# Task requirements
a - Summarize the passage on magician Andrew Lee in two sentences.
b - List every judge named in the passage on magician Andrew Lee.
c - Using the passage on magician Andrew Lee, decide whether each statement agrees with it: (i) Lee's parents were injured in the fire. (ii) Lee reached the semi-finals of Asia's Got Talent. (iii) Lee received the golden buzzer. Answer yes or no for each and quote the words that decide it.

# Text passage
◇ ◇ ◇ ◇
In 2016, Malaysian magician Andrew Lee was invited to perform in Australia. Two days before he went live on an Australian TV channel, he found out that his parents’ home in Shah Alam had burnt down early in the morning.
“Fortunately, my parents escaped uninjured. While I was shocked when I heard the news, the reality only hit me once I was back from Down Under,” recalls Lee, 31, who realised he had lost his magic show paraphernalia in the fire.
The incident, according to Lee, forced him out of his comfort zone. “Having nothing and starting all over, I took on whatever opportunities came my way.”
One of those “opportunities” was season two of Asia’s Got Talent (AGT) last year.
“In hindsight, losing everything to the fire was one of the best things that happened to me. By having less, I learned how to do more.
“I had to come up with new routines as I didn’t have my old props anymore. Limitation forces creativity,” muses Lee, who reveals that he was initially hesitant to participate in AGT.
“When I was approached for season one, I initially thought it was some scam. That was before I saw the show.”
For his audition, Lee performed a card trick with a dangerous twist for judges David Foster, Anggun and Jay Park.
Lee, who made it to the show’s semi-finals, says: “I was actually disappointed I didn’t get the golden buzzer, as I was told Foster was looking for a magician this time round.”
There’s no denying that AGT boosted Lee’s profile in the region, and made him decide to branch out even further.
◇ ◇ ◇ ◇
# Excerpted records
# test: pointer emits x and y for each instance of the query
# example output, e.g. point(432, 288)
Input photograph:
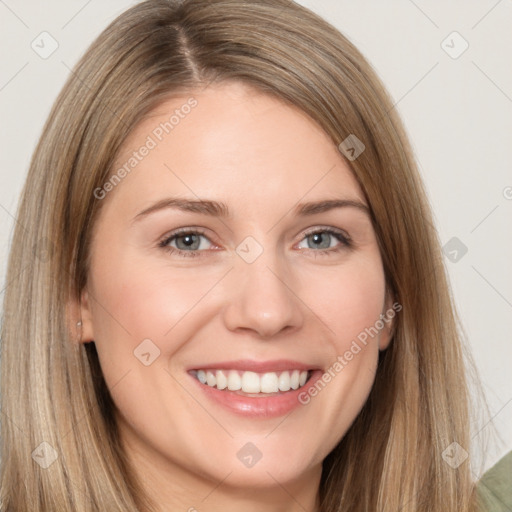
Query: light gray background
point(458, 113)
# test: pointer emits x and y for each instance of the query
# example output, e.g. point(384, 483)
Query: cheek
point(351, 299)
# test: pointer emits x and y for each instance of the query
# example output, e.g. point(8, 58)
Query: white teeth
◇ ◇ ◇ ◇
# Answers to the problems
a - In 2016, two days before appearing on an Australian TV channel, Malaysian magician Andrew Lee learned that his parents' home in Shah Alam had burnt down, and he lost his magic show paraphernalia in the fire. Lee says the loss forced him out of his comfort zone and made him create new routines, and among the opportunities he took was season two of Asia's Got Talent, where he reached the semi-finals and raised his profile in the region.

b -
- David Foster
- Anggun
- Jay Park

c -
(i) No: "Fortunately, my parents escaped uninjured."
(ii) Yes: "Lee, who made it to the show’s semi-finals"
(iii) No: "I was actually disappointed I didn’t get the golden buzzer"